4.1. Distribution properties
In Fig. 2, the time evolution the non-thermal particle populations in the acceleration and cooling zones is plotted, for a propagation angle of about 45°. The distributions obtained for other directions are very similar, except the ones for low angles (propagation towards the RG), whose evolution is prematurely halted by the collision with the star.
We first discuss the case of accelerated protons, which are almost only exposed to acceleration and downstream advection, hadronic interactions and adiabatic losses being not efficient enough. Therefore, they approximately illustrate the case of acceleration without energy losses. In the acceleration zone, relativistic particles soon follow a power-law distribution in momentum with a slope s = −1 and a cutoff at an increasing momentum. In the cooling zone, relativistic particles also follow a power-law distribution with cutoff, but steeper with s = −2 because of the energy dependence of the advection time, which favours the escape of lower-energy particles (see Eq. (11))3. The cutoff in both distributions is set by the finite acceleration time, hence its progressive shift to higher and higher momenta. This is especially true for acceleration during the ED-stage, where the acceleration rate remains almost constant because of a constant shock velocity. The progression to higher energies seems to stall because the acceleration rate is independent on the particle momentum (see Sect. 3.2), and so a given logarithmic increase in energy takes longer to be achieved at higher momenta. In addition, for those parts of the shock front that enter in ST-stage, the acceleration rate decreases because of shock slowing-down, and the cutoff momentum hardly evolves anymore. It is, however, during the ST-stage that most particles are accelerated. Overall, non-thermal protons are almost age-limited. In the base case scenario, the maximum particle energy is slightly short of 100 GeV after just 1 day, and it increases by about one order of magnitude to almost reach 1 TeV when the shock starts to slow down. After that, the maximum particle energy remains almost constant up to at least day 40.

▸ Records for the task
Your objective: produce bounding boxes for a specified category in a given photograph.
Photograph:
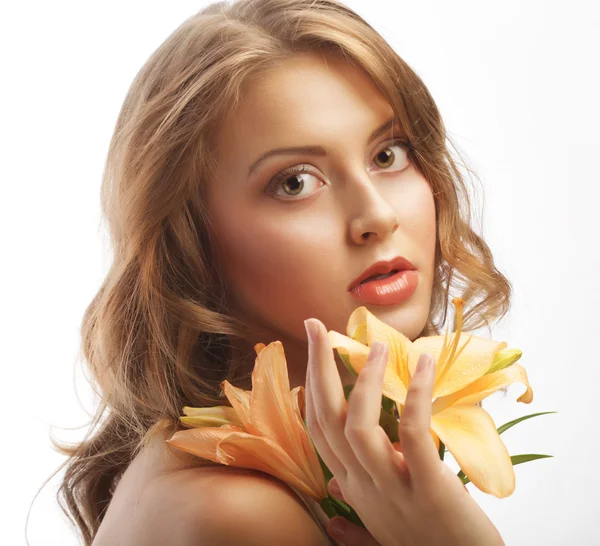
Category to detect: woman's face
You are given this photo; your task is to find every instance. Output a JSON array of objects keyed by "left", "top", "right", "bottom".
[{"left": 208, "top": 53, "right": 436, "bottom": 380}]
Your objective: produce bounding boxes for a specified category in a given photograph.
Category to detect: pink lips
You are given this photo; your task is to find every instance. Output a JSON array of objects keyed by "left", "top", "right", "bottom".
[
  {"left": 348, "top": 256, "right": 416, "bottom": 291},
  {"left": 348, "top": 256, "right": 419, "bottom": 305}
]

▸ Task list
- A) Extract the part of the passage on particle distributions from "4.1. Distribution properties" to "with the star.".
- B) Copy the entire listing that follows the passage on particle distributions, line for line, and leave out the pictures.
The listing has no connection to the passage on particle distributions.

▸ Exercise solutions
- A)
4.1. Distribution properties
In Fig. 2, the time evolution the non-thermal particle populations in the acceleration and cooling zones is plotted, for a propagation angle of about 45°. The distributions obtained for other directions are very similar, except the ones for low angles (propagation towards the RG), whose evolution is prematurely halted by the collision with the star.

- B)
Your objective: produce bounding boxes for a specified category in a given photograph.
Photograph:
Category to detect: woman's face
You are given this photo; your task is to find every instance. Output a JSON array of objects keyed by "left", "top", "right", "bottom".
[{"left": 208, "top": 53, "right": 436, "bottom": 380}]
Your objective: produce bounding boxes for a specified category in a given photograph.
Category to detect: pink lips
You are given this photo; your task is to find every instance. Output a JSON array of objects keyed by "left", "top", "right", "bottom".
[
  {"left": 348, "top": 256, "right": 416, "bottom": 291},
  {"left": 348, "top": 256, "right": 419, "bottom": 305}
]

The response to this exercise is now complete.